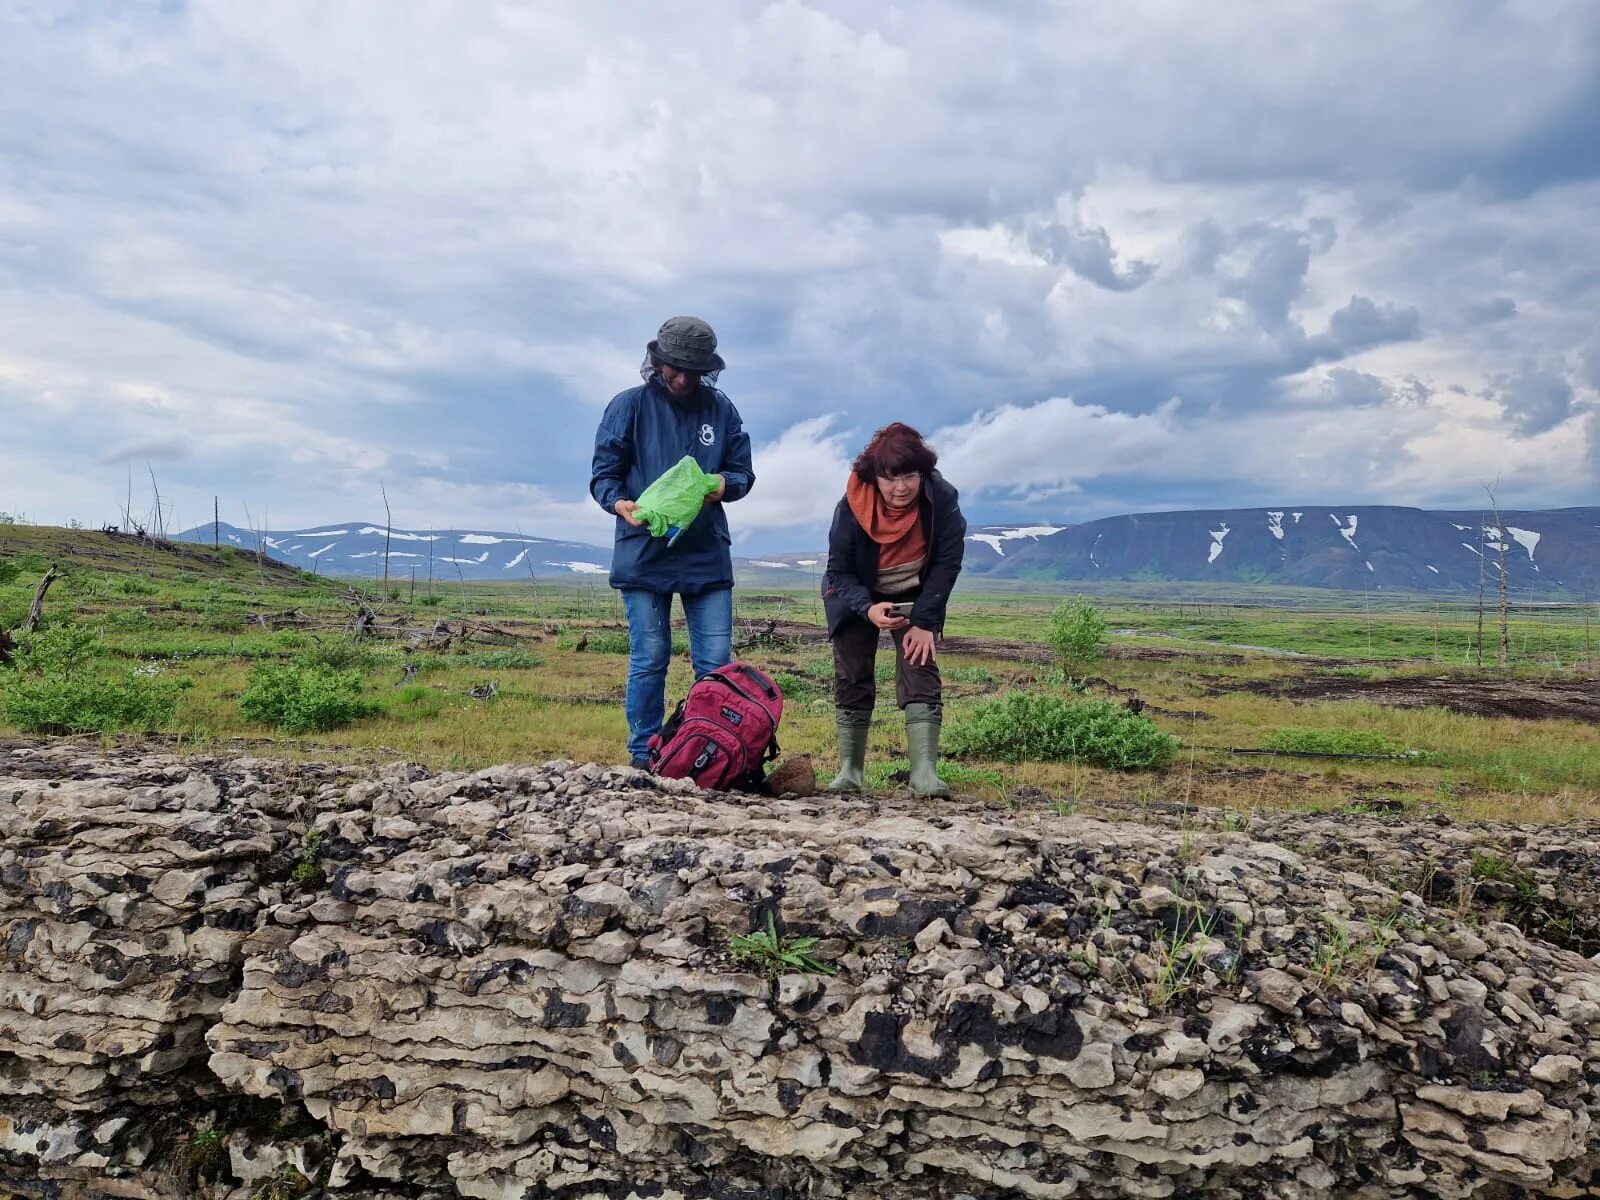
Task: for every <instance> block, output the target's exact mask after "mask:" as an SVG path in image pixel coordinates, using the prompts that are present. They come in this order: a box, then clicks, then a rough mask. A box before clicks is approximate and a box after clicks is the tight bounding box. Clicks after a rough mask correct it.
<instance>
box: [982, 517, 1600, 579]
mask: <svg viewBox="0 0 1600 1200" xmlns="http://www.w3.org/2000/svg"><path fill="white" fill-rule="evenodd" d="M1006 533H1008V531H1003V530H981V531H978V533H976V534H973V536H976V538H982V539H986V542H987V544H986V549H982V550H976V552H974V547H973V544H971V541H970V542H968V566H970V570H974V571H984V573H986V574H989V576H992V578H997V579H1038V581H1053V582H1054V581H1080V579H1139V581H1195V582H1198V581H1205V582H1242V584H1245V582H1248V584H1293V586H1299V587H1338V589H1347V590H1379V589H1381V590H1398V592H1469V590H1474V592H1475V590H1477V586H1478V562H1480V558H1478V555H1480V554H1482V555H1483V562H1485V563H1486V578H1488V581H1490V587H1496V589H1498V586H1499V576H1498V571H1499V558H1501V547H1504V550H1506V578H1507V582H1509V586H1510V587H1512V589H1514V590H1515V592H1517V594H1518V595H1526V594H1528V590H1530V589H1533V592H1534V594H1536V595H1550V594H1563V595H1578V597H1582V595H1595V594H1600V509H1552V510H1544V512H1526V510H1515V512H1512V510H1504V512H1501V522H1499V525H1496V523H1494V520H1493V517H1488V518H1486V520H1485V514H1482V512H1429V510H1424V509H1402V507H1389V506H1350V507H1338V509H1331V507H1323V506H1302V507H1283V509H1210V510H1194V512H1144V514H1136V515H1130V517H1107V518H1104V520H1096V522H1086V523H1083V525H1074V526H1069V528H1061V530H1056V531H1054V533H1050V534H1045V536H1037V533H1038V531H1037V530H1011V531H1010V534H1011V536H1006ZM990 534H995V539H994V541H992V542H989V541H987V539H989V536H990ZM990 550H992V552H990Z"/></svg>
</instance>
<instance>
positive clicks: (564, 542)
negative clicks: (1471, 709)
mask: <svg viewBox="0 0 1600 1200" xmlns="http://www.w3.org/2000/svg"><path fill="white" fill-rule="evenodd" d="M216 534H218V536H219V539H221V542H222V544H224V546H234V547H238V549H246V550H254V549H256V534H254V533H253V531H250V530H240V528H237V526H234V525H221V526H218V530H216ZM178 536H179V539H181V541H192V542H210V541H211V539H213V526H210V525H202V526H197V528H194V530H186V531H184V533H181V534H178ZM261 544H262V547H264V549H266V552H267V554H269V555H270V557H274V558H277V560H280V562H286V563H290V565H293V566H299V568H302V570H307V571H318V573H322V574H334V576H366V578H374V576H381V574H382V555H384V528H382V526H381V525H368V523H365V522H338V523H333V525H325V526H315V528H310V530H270V531H266V533H262V534H261ZM1502 546H1504V549H1506V576H1507V581H1509V584H1510V587H1512V589H1514V590H1515V592H1517V594H1518V595H1520V597H1525V595H1528V592H1530V590H1531V592H1533V594H1536V595H1542V597H1552V595H1563V597H1590V595H1600V509H1552V510H1542V512H1526V510H1515V512H1509V510H1507V512H1502V514H1501V523H1499V525H1498V526H1496V525H1494V522H1493V518H1486V520H1485V514H1480V512H1472V510H1469V512H1430V510H1424V509H1402V507H1389V506H1349V507H1325V506H1301V507H1288V506H1286V507H1283V509H1203V510H1189V512H1144V514H1134V515H1128V517H1106V518H1102V520H1094V522H1086V523H1083V525H982V526H973V528H971V530H970V531H968V536H966V568H965V570H966V571H968V574H973V576H987V578H994V579H1019V581H1024V579H1026V581H1035V582H1075V581H1090V579H1094V581H1171V582H1186V581H1194V582H1238V584H1293V586H1298V587H1338V589H1347V590H1395V592H1472V590H1477V586H1478V555H1480V554H1483V560H1485V565H1486V566H1485V571H1486V578H1488V579H1490V586H1491V587H1498V574H1496V573H1498V571H1499V558H1501V554H1499V552H1501V547H1502ZM826 557H827V555H826V552H822V550H810V552H806V550H802V552H795V554H773V555H768V557H762V558H734V571H736V574H738V578H739V581H741V582H742V584H746V586H757V587H781V586H787V587H795V586H805V587H811V586H816V584H818V582H819V581H821V574H822V570H824V565H826ZM610 563H611V549H610V547H600V546H590V544H587V542H570V541H554V539H549V538H530V536H525V534H520V533H491V531H480V530H392V531H390V534H389V579H390V582H395V581H398V579H410V578H411V573H413V568H414V570H416V578H418V579H424V578H427V571H429V570H432V573H434V578H435V579H456V578H462V579H475V581H480V579H522V578H528V576H530V574H531V576H533V578H538V579H552V578H566V579H570V578H574V576H576V578H584V576H594V578H597V579H603V578H605V576H606V573H608V570H610Z"/></svg>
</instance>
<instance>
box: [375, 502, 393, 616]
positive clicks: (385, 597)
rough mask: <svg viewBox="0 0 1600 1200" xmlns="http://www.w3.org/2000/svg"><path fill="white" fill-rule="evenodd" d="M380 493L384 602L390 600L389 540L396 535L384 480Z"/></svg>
mask: <svg viewBox="0 0 1600 1200" xmlns="http://www.w3.org/2000/svg"><path fill="white" fill-rule="evenodd" d="M378 493H379V494H381V496H382V498H384V600H387V598H389V538H390V534H394V517H390V515H389V493H387V491H386V490H384V485H382V480H379V482H378Z"/></svg>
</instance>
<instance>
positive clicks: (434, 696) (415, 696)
mask: <svg viewBox="0 0 1600 1200" xmlns="http://www.w3.org/2000/svg"><path fill="white" fill-rule="evenodd" d="M445 699H446V696H445V693H443V691H438V690H437V688H426V686H422V685H421V683H410V685H406V686H403V688H400V690H398V691H395V694H394V699H390V701H389V715H390V717H405V718H408V720H426V718H429V717H437V715H438V714H442V712H443V710H445Z"/></svg>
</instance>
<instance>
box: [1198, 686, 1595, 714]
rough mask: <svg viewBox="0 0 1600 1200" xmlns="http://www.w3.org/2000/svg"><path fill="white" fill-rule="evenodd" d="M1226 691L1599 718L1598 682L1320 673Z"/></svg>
mask: <svg viewBox="0 0 1600 1200" xmlns="http://www.w3.org/2000/svg"><path fill="white" fill-rule="evenodd" d="M1229 690H1230V691H1258V693H1264V694H1270V696H1282V698H1285V699H1298V701H1326V699H1352V701H1368V702H1371V704H1387V706H1390V707H1397V709H1430V707H1442V709H1451V710H1454V712H1462V714H1467V715H1469V717H1520V718H1522V720H1571V722H1600V680H1595V678H1574V680H1558V682H1550V680H1523V678H1509V680H1490V678H1464V677H1461V675H1402V677H1395V678H1347V677H1344V678H1341V677H1320V678H1301V680H1293V682H1283V680H1251V682H1245V680H1237V682H1234V685H1232V686H1230V688H1229Z"/></svg>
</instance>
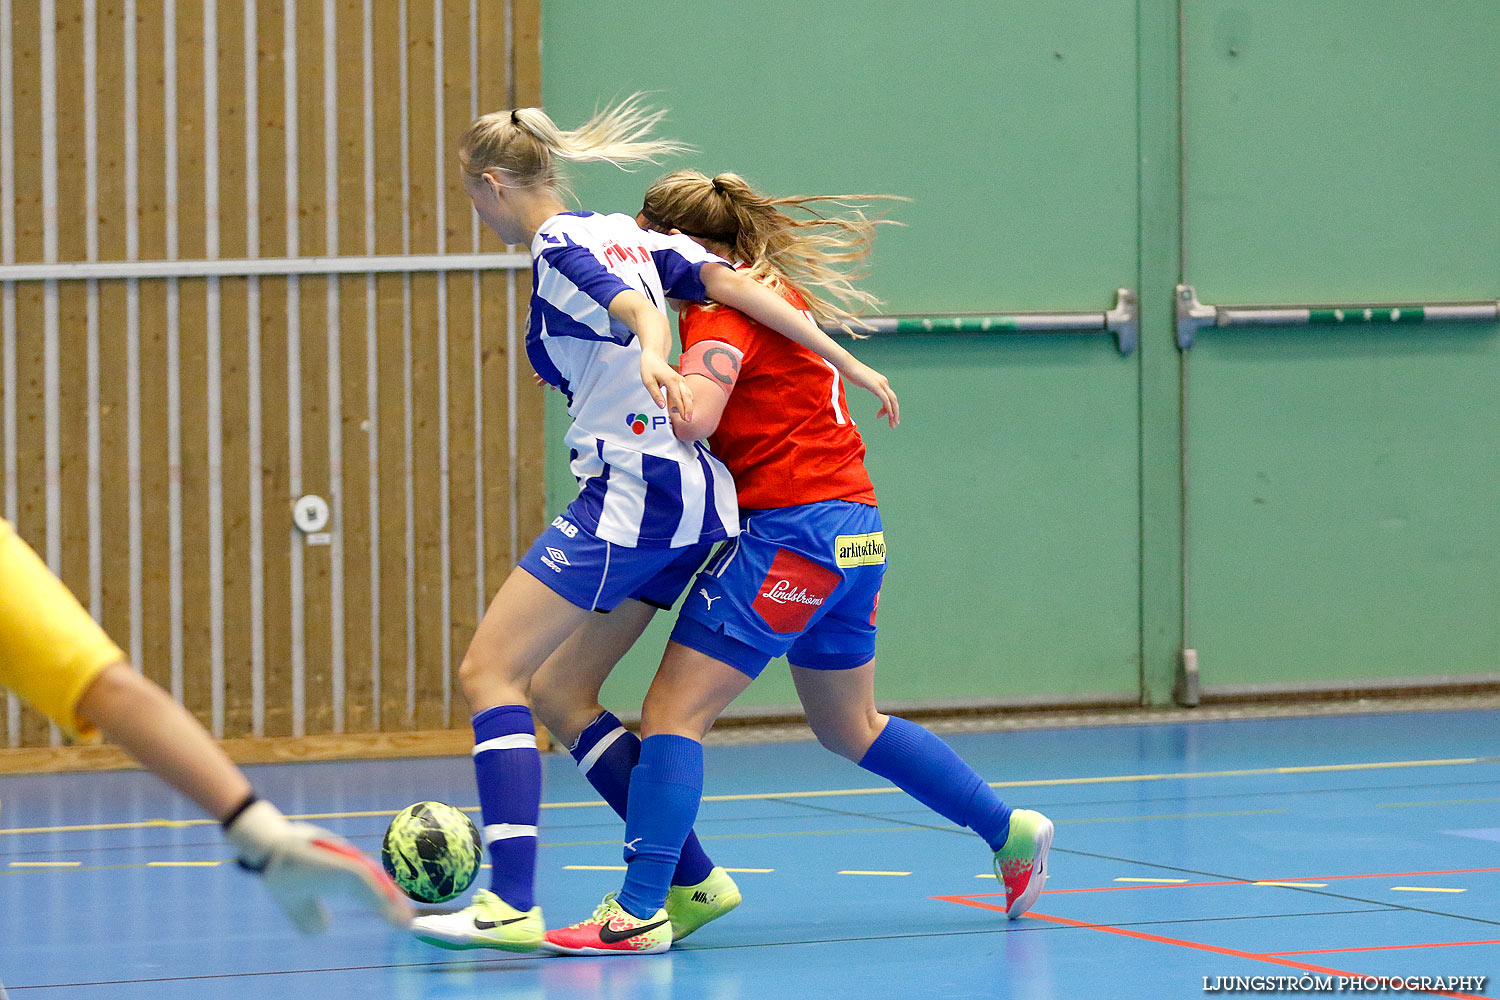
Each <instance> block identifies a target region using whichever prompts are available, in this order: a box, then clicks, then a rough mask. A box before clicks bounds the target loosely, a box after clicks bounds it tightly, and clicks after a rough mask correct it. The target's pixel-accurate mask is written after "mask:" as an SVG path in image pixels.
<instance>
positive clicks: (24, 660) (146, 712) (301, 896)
mask: <svg viewBox="0 0 1500 1000" xmlns="http://www.w3.org/2000/svg"><path fill="white" fill-rule="evenodd" d="M0 685H3V687H7V688H10V690H12V691H15V693H17V694H18V696H21V699H23V700H24V702H27V703H28V705H30V706H33V708H34V709H36V711H39V712H42V714H43V715H46V717H48V718H51V720H52V721H54V723H57V726H58V727H62V729H63V732H66V733H68V735H69V736H74V738H83V739H93V738H96V736H98V733H101V732H102V733H104V735H105V736H108V738H110V741H111V742H114V744H115V745H118V747H120V748H121V750H124V751H126V753H129V754H130V756H132V757H135V759H136V760H139V762H141V763H142V765H145V766H147V768H148V769H151V771H154V772H156V774H157V775H159V777H160V778H162V780H165V781H166V783H168V784H169V786H172V787H174V789H177V790H178V792H181V793H183V795H184V796H187V798H189V799H192V801H193V802H195V804H196V805H198V807H199V808H201V810H202V811H204V813H207V814H208V816H211V817H214V819H216V820H219V822H220V823H222V825H223V832H225V837H226V838H228V840H229V843H231V844H234V847H236V849H237V850H239V853H240V865H243V867H245V868H249V870H251V871H257V873H260V874H261V877H263V879H264V880H266V888H267V889H269V891H270V894H272V898H273V900H276V903H278V904H279V906H281V907H282V910H285V912H287V916H288V918H291V921H293V924H296V925H297V930H300V931H303V933H305V934H315V933H318V931H323V930H324V928H326V927H327V924H329V916H327V913H326V912H324V909H323V903H321V901H320V900H321V897H329V895H344V897H351V898H354V900H356V901H359V903H360V904H362V906H365V907H366V909H369V910H374V912H377V913H380V915H381V916H384V918H386V919H387V921H390V922H392V924H396V925H401V927H405V925H407V922H408V921H410V919H411V906H410V904H408V903H407V900H405V897H402V895H401V892H399V891H398V889H396V886H395V885H393V883H392V880H390V879H387V877H386V873H384V871H381V870H380V867H378V865H375V864H374V862H371V861H369V859H366V858H365V856H363V855H360V853H359V852H357V850H356V849H354V847H351V846H350V844H347V843H345V841H344V840H341V838H338V837H335V835H333V834H330V832H329V831H326V829H320V828H317V826H309V825H306V823H293V822H290V820H288V819H287V817H285V816H282V814H281V811H278V808H276V807H275V805H272V804H270V802H267V801H266V799H258V798H257V796H255V793H254V792H252V790H251V783H249V780H248V778H246V777H245V774H243V772H242V771H240V769H239V768H236V766H234V765H233V763H231V762H229V759H228V757H226V756H225V754H223V750H220V748H219V744H216V742H214V739H213V736H210V735H208V732H207V730H205V729H204V727H202V726H199V724H198V720H195V718H193V717H192V715H190V714H189V712H187V709H184V708H183V706H181V705H178V703H177V702H174V700H172V697H171V696H169V694H166V691H163V690H162V688H159V687H157V685H156V684H153V682H151V681H147V679H145V678H142V676H141V675H139V673H136V672H135V670H132V669H130V666H129V663H126V658H124V654H123V652H120V648H118V646H115V645H114V643H113V642H111V640H110V637H108V636H105V634H104V630H102V628H99V625H96V624H95V621H93V619H92V618H89V612H86V610H84V609H83V607H81V606H80V604H78V601H77V600H75V598H74V595H72V594H69V592H68V588H65V586H63V583H62V580H58V579H57V577H55V576H52V573H51V570H48V568H46V564H45V562H42V561H40V559H39V558H37V555H36V552H33V550H31V547H30V546H27V544H26V543H24V541H23V540H21V538H20V537H18V535H17V534H15V531H13V529H12V528H10V525H9V523H7V522H5V520H0Z"/></svg>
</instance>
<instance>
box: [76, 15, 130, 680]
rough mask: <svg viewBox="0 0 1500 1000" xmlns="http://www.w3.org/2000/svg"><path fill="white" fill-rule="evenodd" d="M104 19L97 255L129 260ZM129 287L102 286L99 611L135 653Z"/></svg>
mask: <svg viewBox="0 0 1500 1000" xmlns="http://www.w3.org/2000/svg"><path fill="white" fill-rule="evenodd" d="M98 10H99V21H98V27H96V31H98V51H99V55H98V76H96V79H93V81H87V79H86V81H84V85H89V87H93V88H95V94H96V99H98V108H99V163H98V169H96V172H95V183H96V184H98V186H99V216H98V225H99V258H101V259H107V261H108V259H124V258H126V256H127V253H126V214H124V204H126V201H124V171H126V162H124V129H123V127H121V123H123V121H124V112H126V109H124V94H123V87H121V85H120V81H121V79H123V76H124V7H123V4H121V3H118V1H114V3H101V4H99V7H98ZM127 294H129V289H127V286H126V282H121V280H111V282H99V499H101V520H102V532H101V535H102V537H101V574H102V577H104V579H102V580H101V586H102V591H104V604H102V607H101V609H99V615H101V624H102V625H104V630H105V631H107V633H110V636H111V637H113V639H114V640H115V642H117V643H118V645H120V648H121V649H124V651H126V652H127V654H129V651H130V532H129V511H130V474H129V412H127V402H129V385H127V381H126V378H124V373H126V370H127V367H126V366H127V348H126V312H127V309H129V298H127Z"/></svg>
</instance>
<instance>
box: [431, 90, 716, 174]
mask: <svg viewBox="0 0 1500 1000" xmlns="http://www.w3.org/2000/svg"><path fill="white" fill-rule="evenodd" d="M640 96H642V94H639V93H633V94H630V96H628V97H625V99H624V100H621V102H619V103H618V105H615V106H612V108H604V109H603V111H600V112H597V114H595V115H594V117H592V118H589V120H588V121H585V123H583V124H582V126H579V127H576V129H571V130H568V129H561V127H558V124H556V123H555V121H553V120H552V118H550V117H549V115H547V112H546V111H543V109H541V108H514V109H511V111H492V112H489V114H486V115H481V117H478V118H477V120H475V121H474V123H472V124H469V127H468V129H466V130H465V132H463V138H462V139H460V142H459V163H462V166H463V175H465V177H468V178H471V180H477V178H478V177H480V175H481V174H484V172H486V171H492V172H498V174H502V175H504V180H505V183H507V184H510V186H513V187H534V186H540V184H546V186H553V187H562V186H564V180H562V178H561V177H558V172H556V160H567V162H571V163H592V162H606V163H613V165H615V166H619V168H621V169H625V168H627V166H628V165H631V163H655V162H658V159H660V157H661V156H667V154H672V153H684V151H688V150H690V148H691V147H688V145H684V144H682V142H673V141H670V139H652V138H649V135H651V130H652V129H654V127H655V126H657V124H658V123H660V121H661V118H663V117H664V115H666V111H664V109H655V108H649V106H646V105H643V103H642V102H640Z"/></svg>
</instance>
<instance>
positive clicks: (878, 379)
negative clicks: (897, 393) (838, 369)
mask: <svg viewBox="0 0 1500 1000" xmlns="http://www.w3.org/2000/svg"><path fill="white" fill-rule="evenodd" d="M840 373H841V375H843V376H844V381H846V382H849V384H850V385H858V387H859V388H867V390H870V391H871V393H874V397H876V399H879V400H880V409H879V412H877V414H876V415H877V417H885V420H886V423H888V424H891V426H892V427H894V426H895V424H898V423H901V405H900V402H897V399H895V390H894V388H891V379H888V378H885V376H883V375H880V373H879V372H876V370H874V369H873V367H870V366H868V364H865V363H864V361H859V360H855V361H853V364H850V366H847V367H844V369H843V370H841V372H840Z"/></svg>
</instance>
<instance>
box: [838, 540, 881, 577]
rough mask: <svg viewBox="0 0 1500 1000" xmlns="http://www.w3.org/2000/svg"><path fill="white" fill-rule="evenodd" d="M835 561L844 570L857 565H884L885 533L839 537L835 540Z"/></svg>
mask: <svg viewBox="0 0 1500 1000" xmlns="http://www.w3.org/2000/svg"><path fill="white" fill-rule="evenodd" d="M834 561H835V562H837V564H838V567H840V568H841V570H847V568H849V567H856V565H882V564H883V562H885V532H883V531H871V532H870V534H867V535H838V537H837V538H834Z"/></svg>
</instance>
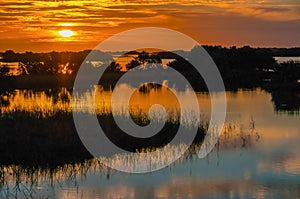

To-do item: Extract the lines of the records exactly as they appear, from the start of the records through the line that contains "box: [982, 517, 1600, 579]", with both ends included. Leave the pictures out of the answer.

The completed task:
Task: for every <instance> block, output the target's exact mask after "mask:" as an SVG path in image pixel coordinates, using the prompts that are present. They come in this order: a box, then clicks, then a rough mask. A box before clicks is approximate and a box after clicks is the tight bounding box. Clicks after a rough mask correct it.
<instance>
box: [982, 517, 1600, 579]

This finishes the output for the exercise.